[Point-per-instance localization data]

┌──

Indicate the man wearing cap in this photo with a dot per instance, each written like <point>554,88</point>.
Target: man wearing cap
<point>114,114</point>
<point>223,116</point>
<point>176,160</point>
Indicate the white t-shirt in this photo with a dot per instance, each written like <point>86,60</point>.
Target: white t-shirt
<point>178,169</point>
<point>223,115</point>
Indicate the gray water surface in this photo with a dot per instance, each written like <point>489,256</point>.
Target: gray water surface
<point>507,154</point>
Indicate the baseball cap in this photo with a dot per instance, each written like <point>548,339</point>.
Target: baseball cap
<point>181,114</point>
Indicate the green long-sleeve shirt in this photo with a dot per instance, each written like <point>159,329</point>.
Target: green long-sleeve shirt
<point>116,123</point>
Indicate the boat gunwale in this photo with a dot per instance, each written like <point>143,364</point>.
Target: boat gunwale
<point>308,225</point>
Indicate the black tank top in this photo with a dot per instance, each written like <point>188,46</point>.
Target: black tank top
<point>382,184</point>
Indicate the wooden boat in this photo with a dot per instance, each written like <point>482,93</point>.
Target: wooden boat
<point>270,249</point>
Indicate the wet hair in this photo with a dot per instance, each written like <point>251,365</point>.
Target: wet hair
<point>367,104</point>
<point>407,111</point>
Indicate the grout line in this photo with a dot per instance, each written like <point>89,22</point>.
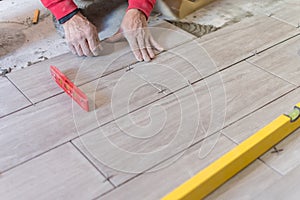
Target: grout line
<point>282,20</point>
<point>269,72</point>
<point>158,100</point>
<point>29,159</point>
<point>229,138</point>
<point>269,166</point>
<point>19,90</point>
<point>20,109</point>
<point>261,107</point>
<point>102,173</point>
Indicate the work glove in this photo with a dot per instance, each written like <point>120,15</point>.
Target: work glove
<point>134,28</point>
<point>82,36</point>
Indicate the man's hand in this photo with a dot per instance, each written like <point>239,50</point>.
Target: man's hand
<point>135,29</point>
<point>82,36</point>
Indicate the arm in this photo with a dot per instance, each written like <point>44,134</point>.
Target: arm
<point>81,35</point>
<point>60,8</point>
<point>135,29</point>
<point>145,6</point>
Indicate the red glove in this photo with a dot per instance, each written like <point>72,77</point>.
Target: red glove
<point>61,8</point>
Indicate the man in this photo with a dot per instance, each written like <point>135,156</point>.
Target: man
<point>82,36</point>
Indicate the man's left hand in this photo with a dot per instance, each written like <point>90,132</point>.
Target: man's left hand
<point>134,28</point>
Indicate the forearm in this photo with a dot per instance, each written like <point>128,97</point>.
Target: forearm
<point>60,8</point>
<point>146,6</point>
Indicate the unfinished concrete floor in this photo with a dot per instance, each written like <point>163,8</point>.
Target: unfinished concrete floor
<point>153,125</point>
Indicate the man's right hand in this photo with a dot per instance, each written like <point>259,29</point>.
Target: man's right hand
<point>82,36</point>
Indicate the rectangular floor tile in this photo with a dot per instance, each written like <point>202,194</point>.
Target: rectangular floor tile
<point>288,13</point>
<point>170,174</point>
<point>285,188</point>
<point>36,83</point>
<point>243,39</point>
<point>177,67</point>
<point>179,120</point>
<point>10,98</point>
<point>288,158</point>
<point>54,121</point>
<point>34,130</point>
<point>282,60</point>
<point>62,173</point>
<point>111,97</point>
<point>250,182</point>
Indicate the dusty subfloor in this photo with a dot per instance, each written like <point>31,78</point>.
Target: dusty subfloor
<point>23,43</point>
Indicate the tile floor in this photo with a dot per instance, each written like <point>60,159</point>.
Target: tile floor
<point>156,125</point>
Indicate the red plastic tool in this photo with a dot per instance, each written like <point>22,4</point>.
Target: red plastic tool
<point>74,92</point>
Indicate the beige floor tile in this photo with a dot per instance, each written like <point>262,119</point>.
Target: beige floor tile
<point>246,127</point>
<point>285,160</point>
<point>62,173</point>
<point>250,182</point>
<point>173,123</point>
<point>282,60</point>
<point>36,83</point>
<point>34,130</point>
<point>11,99</point>
<point>172,173</point>
<point>284,188</point>
<point>177,67</point>
<point>243,39</point>
<point>54,121</point>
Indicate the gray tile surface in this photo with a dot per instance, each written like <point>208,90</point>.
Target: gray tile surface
<point>36,83</point>
<point>282,60</point>
<point>59,174</point>
<point>178,120</point>
<point>158,182</point>
<point>243,39</point>
<point>11,99</point>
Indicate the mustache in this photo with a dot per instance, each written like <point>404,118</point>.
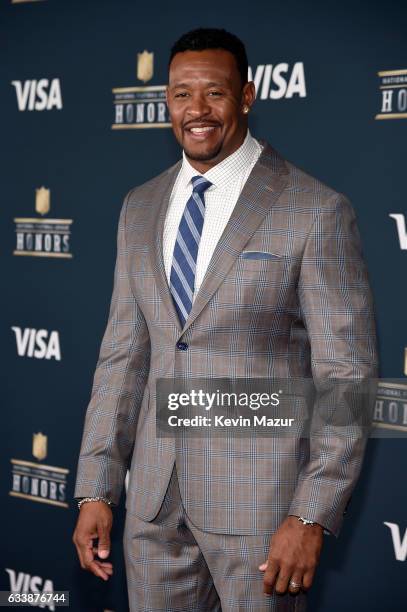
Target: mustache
<point>202,123</point>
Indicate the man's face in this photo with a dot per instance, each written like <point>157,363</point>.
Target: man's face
<point>206,103</point>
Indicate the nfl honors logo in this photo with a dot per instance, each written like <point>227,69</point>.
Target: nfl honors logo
<point>37,481</point>
<point>141,106</point>
<point>43,237</point>
<point>393,89</point>
<point>40,446</point>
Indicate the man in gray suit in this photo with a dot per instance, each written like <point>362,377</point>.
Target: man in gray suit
<point>232,263</point>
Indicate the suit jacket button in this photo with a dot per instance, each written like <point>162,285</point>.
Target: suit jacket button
<point>182,346</point>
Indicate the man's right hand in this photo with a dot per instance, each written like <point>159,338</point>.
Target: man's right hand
<point>95,521</point>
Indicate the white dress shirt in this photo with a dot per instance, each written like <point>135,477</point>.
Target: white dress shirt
<point>227,178</point>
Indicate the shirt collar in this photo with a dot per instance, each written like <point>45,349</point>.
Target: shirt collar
<point>227,171</point>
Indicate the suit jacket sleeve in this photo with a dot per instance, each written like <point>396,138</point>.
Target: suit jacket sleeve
<point>117,392</point>
<point>337,311</point>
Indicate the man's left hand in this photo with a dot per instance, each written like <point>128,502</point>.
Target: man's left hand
<point>294,554</point>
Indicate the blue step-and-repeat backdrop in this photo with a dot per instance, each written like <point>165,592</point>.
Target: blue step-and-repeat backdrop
<point>79,128</point>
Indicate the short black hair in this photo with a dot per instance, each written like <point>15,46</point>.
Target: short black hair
<point>213,38</point>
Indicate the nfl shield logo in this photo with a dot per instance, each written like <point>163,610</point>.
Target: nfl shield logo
<point>145,66</point>
<point>42,200</point>
<point>39,446</point>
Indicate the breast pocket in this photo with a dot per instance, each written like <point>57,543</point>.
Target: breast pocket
<point>259,255</point>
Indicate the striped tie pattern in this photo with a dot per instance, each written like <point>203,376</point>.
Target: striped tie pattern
<point>182,278</point>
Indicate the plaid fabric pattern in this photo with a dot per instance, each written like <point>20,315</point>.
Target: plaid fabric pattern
<point>172,565</point>
<point>305,312</point>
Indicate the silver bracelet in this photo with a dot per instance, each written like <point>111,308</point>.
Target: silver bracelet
<point>86,499</point>
<point>306,521</point>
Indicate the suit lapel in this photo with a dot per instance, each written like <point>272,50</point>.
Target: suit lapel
<point>159,209</point>
<point>261,190</point>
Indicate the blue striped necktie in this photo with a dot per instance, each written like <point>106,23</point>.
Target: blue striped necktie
<point>182,279</point>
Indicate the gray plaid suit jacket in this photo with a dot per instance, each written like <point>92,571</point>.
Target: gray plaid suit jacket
<point>305,312</point>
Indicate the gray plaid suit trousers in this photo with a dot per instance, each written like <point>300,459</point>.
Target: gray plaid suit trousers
<point>173,566</point>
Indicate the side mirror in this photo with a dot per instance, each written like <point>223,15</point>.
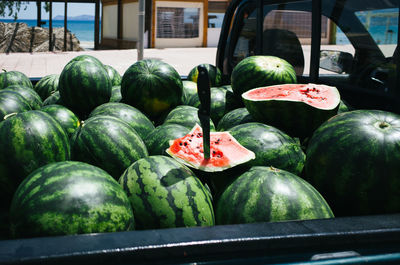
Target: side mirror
<point>336,61</point>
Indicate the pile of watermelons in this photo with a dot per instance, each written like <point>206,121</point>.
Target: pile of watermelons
<point>85,151</point>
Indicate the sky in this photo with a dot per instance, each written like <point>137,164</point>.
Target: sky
<point>74,9</point>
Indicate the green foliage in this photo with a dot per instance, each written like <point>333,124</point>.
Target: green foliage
<point>11,8</point>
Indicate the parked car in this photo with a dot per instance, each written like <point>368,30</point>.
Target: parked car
<point>363,63</point>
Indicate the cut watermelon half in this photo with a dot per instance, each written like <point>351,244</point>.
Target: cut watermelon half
<point>297,109</point>
<point>225,151</point>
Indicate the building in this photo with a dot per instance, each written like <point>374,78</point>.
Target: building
<point>168,23</point>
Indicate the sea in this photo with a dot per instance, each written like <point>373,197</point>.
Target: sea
<point>383,30</point>
<point>83,29</point>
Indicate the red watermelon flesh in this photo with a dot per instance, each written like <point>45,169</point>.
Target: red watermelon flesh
<point>225,151</point>
<point>319,96</point>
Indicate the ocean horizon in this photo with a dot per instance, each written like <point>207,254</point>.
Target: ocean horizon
<point>83,29</point>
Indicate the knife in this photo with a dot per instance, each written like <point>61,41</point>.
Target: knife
<point>203,91</point>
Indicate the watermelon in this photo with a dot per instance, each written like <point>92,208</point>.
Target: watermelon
<point>83,86</point>
<point>152,86</point>
<point>225,151</point>
<point>267,194</point>
<point>54,98</point>
<point>116,94</point>
<point>271,146</point>
<point>70,197</point>
<point>261,70</point>
<point>86,58</point>
<point>297,109</point>
<point>164,194</point>
<point>222,101</point>
<point>12,102</point>
<point>33,98</point>
<point>107,142</point>
<point>47,85</point>
<point>14,78</point>
<point>214,74</point>
<point>29,140</point>
<point>157,141</point>
<point>186,116</point>
<point>233,118</point>
<point>189,89</point>
<point>114,75</point>
<point>134,117</point>
<point>353,160</point>
<point>68,120</point>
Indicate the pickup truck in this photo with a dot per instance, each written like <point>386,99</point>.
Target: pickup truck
<point>363,64</point>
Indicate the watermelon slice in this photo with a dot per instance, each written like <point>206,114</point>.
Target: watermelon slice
<point>297,109</point>
<point>225,151</point>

└──

Print again the lines of the entries above that fall between the line holding "Indicate the knife" and the line holding "Indicate the watermelon in", inclusive, exactly as they stand.

Indicate the knife in this photo with a dot per instance, each written like <point>61,41</point>.
Target: knife
<point>203,91</point>
Indicate the watermelon in this photo with a dot per instance, each written like <point>92,208</point>.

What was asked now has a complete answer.